§ What you are asked to do
Filter the lines below, keeping each one that holds "circular".

§ Information

____________

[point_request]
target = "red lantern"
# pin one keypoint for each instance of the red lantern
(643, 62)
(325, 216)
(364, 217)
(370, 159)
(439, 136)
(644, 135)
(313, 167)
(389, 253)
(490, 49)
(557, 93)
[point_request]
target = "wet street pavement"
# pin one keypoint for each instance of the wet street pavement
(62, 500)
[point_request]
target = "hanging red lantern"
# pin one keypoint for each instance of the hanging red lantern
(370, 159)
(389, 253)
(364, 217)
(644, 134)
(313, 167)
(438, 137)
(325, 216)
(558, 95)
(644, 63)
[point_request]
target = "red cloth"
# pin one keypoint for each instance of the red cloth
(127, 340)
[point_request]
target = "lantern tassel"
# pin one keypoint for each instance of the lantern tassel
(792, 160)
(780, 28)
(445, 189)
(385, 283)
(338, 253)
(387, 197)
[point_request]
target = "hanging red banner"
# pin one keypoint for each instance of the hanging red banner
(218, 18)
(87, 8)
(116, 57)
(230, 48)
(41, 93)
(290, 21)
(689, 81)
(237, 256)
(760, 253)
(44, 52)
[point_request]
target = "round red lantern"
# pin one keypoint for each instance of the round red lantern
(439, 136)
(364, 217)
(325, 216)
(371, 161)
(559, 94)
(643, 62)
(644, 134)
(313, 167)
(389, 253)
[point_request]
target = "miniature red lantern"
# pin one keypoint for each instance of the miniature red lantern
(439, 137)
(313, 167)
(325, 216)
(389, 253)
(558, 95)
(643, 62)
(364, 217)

____________

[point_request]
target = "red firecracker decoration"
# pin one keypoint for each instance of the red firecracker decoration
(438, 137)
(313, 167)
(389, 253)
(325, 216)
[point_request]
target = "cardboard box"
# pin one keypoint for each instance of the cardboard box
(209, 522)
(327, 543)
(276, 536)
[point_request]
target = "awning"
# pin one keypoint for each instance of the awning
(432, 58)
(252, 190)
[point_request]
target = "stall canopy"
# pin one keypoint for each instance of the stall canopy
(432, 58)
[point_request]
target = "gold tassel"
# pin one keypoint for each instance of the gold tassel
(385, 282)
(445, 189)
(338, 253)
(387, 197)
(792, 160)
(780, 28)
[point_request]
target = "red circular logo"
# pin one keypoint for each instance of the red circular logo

____________

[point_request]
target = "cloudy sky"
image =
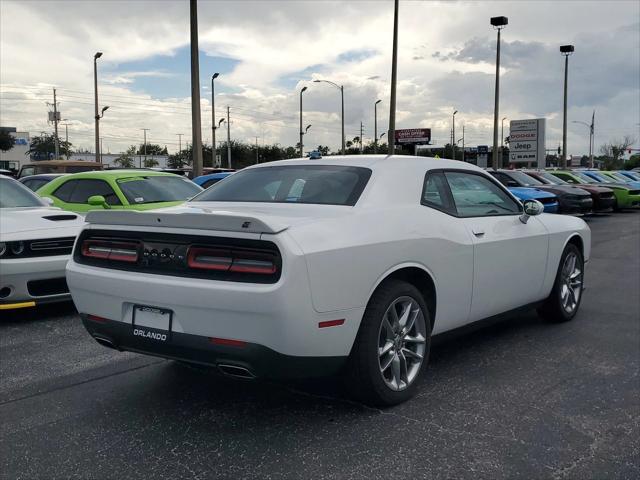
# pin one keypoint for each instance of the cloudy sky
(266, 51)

____________

§ The completed task
target = "red circular logo"
# pin one keypoint for each instance of the red circular logo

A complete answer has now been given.